──────── PASSAGE PROVIDED ────────

I'm Anthony Lopez, a hydrologist with the USGS New Jersey Water Science Center located in West Trenton, N.J. This past spring, I finished my five-year undergraduate career at Rutgers University with two B.S. degrees in BioEnvironmental Engineering. I grew up in southern New Jersey outside of Philadelphia and consider myself an avid Phillies and Eagles fan. During my spare time I enjoy spending quality time with my niece and attending boxing events with my brother.
Finding my path to USGS
During my junior year of college I was encouraged by one of my professors to apply for a position with the USGS. I was fortunate enough to be offered an internship as a Student Career Experience Program employee with the NJ Water Science Center and happily accepted the opportunity. After working at the center for three years as an intern, I was offered a full-time position as a hydrologist.
What is a typical day like for you?
At the USGS, there has been no "typical" day as of yet, which is one my favorite aspects of working here. As an intern, I spent many days out in the field sampling wells and streams throughout the state. On the days when I was not in the field I would be compiling databases, working with groundwater flow models, or designing maps using GIS software. As a hydrologist, my day is usually comprised of working on one of the two projects that I am currently involved with. The first project is a rapid assessment of landfills in the Pinelands National Reserve. More specifically, the study focuses on "uncapped landfills" which are landfills that lack a proper containment layer of material above the disposed waste layer. The majority of my time spent on this project involves retrieving laboratory and well records from the New Jersey Department of Environmental Protection. The second project that I am working on involves the characterization of contaminants and toxicity of bed sediment in Barnegat Bay and its tributaries. I have been heavily involved in the sample collection process, in addition to designing maps for use in the final report.
What is your most memorable experience with the USGS so far?
One of the most fun days that I've had while with the survey would have to be the experience of electrofishing. Electrofishing uses electricity to temporarily stun fish within a certain radius of the device, where they can then be scooped up in a net and collected. We used the process of electrofishing to collect biological samples to determine the species diversity of the stream. This was something that I had never seen before or been a part of and was truly a unique experience.
What do you see as the most valuable part of your work?
I believe that the most valuable part of the work I do is to expand what we know about the crucial water resources in New Jersey. Better information will lead to the protection and conservation of our water resources for all of those who use them now and in the future. The Pinelands Landfill Assessment is valuable in that we are determining the "threat" level each landfill poses to nearby receptors, which could be a nearby water supply well or sensitive ecological habitat. Similarly, the Barnegat Bay Sediment Toxicity Project will help assess the health of the bay and its tributaries.
What are your future plans?
I am planning on taking my Fundamentals of Engineering Exam as preparation to earning my Professional Engineer license. I hope to continue my career using my engineering skill set to design contaminant treatment systems.
Why is the USGS a good place for students to work?
The USGS is a great place for young people to work mainly because of the atmosphere created by those who currently work there. Everyone I have met at the NJ Water Science Center has been eager and willing to pass their knowledge on to the younger adults in the office. Those with more experience in sampling, modeling, database work, and GIS, have all been willing to take time out of their busy schedules in order to teach me what they know. The USGS has some of the most experienced "teachers" that I have ever been around and if you are a young person who wants to continue to learn new things then the USGS can be a great place to do it.
What would you like people to know about the USGS?
The USGS is a great agency for networking with other environmental organizations. I have had the opportunity to meet and develop relationships with other professionals from the EPA, Army Corps of Engineers, Pinelands Commission, and New Jersey Department of Environmental Protection, along with working with fellow USGS employees from across the country.

────────

=== EXERCISE AIM ===
Please write out the part of the hydrologist interview starting at "What are your" and ending at "students to work?", copying it word for word.

──────── SOURCE MATERIAL ────────

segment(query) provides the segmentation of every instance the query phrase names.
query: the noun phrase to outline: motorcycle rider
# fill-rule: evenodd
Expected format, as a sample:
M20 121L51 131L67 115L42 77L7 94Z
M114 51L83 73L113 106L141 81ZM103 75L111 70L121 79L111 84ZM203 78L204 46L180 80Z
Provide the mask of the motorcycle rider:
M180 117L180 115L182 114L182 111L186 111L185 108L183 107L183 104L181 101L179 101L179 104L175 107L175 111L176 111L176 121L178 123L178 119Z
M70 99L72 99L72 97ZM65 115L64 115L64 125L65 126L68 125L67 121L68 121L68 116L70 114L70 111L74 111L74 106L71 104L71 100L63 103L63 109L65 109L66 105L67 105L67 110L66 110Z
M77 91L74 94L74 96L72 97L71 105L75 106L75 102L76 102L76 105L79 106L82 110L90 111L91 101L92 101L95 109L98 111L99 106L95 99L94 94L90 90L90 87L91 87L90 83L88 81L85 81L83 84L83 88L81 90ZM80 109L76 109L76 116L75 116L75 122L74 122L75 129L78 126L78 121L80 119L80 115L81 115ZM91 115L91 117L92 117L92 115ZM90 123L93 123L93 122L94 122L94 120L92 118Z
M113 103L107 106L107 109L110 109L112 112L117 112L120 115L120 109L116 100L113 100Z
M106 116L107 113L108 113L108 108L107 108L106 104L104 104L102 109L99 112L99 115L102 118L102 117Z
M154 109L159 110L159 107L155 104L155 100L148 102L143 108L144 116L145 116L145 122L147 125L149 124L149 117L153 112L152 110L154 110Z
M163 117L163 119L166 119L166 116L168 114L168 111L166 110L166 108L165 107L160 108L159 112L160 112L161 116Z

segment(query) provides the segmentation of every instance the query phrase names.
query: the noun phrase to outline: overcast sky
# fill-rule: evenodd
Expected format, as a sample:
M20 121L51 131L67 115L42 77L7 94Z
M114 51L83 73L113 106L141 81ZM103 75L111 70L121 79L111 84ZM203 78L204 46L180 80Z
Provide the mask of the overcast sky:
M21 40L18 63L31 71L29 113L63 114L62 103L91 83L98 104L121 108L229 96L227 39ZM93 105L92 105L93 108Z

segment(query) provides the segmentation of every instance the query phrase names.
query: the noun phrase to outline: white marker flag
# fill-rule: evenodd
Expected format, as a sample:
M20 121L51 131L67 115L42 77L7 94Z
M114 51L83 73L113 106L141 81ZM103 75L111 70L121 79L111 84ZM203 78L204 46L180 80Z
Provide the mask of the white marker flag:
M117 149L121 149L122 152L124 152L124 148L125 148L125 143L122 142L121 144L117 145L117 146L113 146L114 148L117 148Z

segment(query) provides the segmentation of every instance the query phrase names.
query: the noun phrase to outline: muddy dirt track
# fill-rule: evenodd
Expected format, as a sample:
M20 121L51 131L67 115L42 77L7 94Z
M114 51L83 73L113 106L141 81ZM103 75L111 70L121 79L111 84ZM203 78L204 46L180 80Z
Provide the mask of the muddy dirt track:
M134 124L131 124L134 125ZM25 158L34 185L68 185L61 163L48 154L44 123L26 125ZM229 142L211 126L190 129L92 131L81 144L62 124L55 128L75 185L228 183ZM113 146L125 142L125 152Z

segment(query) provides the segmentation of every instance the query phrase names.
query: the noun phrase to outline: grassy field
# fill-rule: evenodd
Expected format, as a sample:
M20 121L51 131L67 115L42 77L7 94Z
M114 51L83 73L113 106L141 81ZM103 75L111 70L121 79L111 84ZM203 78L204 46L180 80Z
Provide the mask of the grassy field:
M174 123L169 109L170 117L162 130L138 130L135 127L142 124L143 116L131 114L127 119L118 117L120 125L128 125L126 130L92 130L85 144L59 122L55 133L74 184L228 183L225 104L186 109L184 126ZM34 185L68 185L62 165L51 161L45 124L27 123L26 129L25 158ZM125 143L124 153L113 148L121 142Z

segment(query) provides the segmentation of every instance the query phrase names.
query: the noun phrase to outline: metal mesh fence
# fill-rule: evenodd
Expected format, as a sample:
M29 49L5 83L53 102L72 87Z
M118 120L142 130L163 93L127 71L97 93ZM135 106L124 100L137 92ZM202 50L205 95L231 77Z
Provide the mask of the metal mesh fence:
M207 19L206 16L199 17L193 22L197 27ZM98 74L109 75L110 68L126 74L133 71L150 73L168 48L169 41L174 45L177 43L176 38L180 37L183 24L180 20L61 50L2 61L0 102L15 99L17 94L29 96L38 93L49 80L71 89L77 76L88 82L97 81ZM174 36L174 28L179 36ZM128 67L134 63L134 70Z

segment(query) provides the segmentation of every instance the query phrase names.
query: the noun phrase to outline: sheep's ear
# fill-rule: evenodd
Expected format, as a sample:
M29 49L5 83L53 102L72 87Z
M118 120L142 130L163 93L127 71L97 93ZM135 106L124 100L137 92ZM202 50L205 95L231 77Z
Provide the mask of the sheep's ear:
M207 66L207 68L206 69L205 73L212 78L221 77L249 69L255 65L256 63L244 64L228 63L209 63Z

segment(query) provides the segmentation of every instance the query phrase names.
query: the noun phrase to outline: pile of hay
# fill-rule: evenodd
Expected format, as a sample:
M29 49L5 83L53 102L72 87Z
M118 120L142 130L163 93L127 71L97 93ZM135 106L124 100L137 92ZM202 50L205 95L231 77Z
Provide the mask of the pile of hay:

────────

=== RESULT OF THE EXERCISE ===
What are your future plans?
I am planning on taking my Fundamentals of Engineering Exam as preparation to earning my Professional Engineer license. I hope to continue my career using my engineering skill set to design contaminant treatment systems.
Why is the USGS a good place for students to work?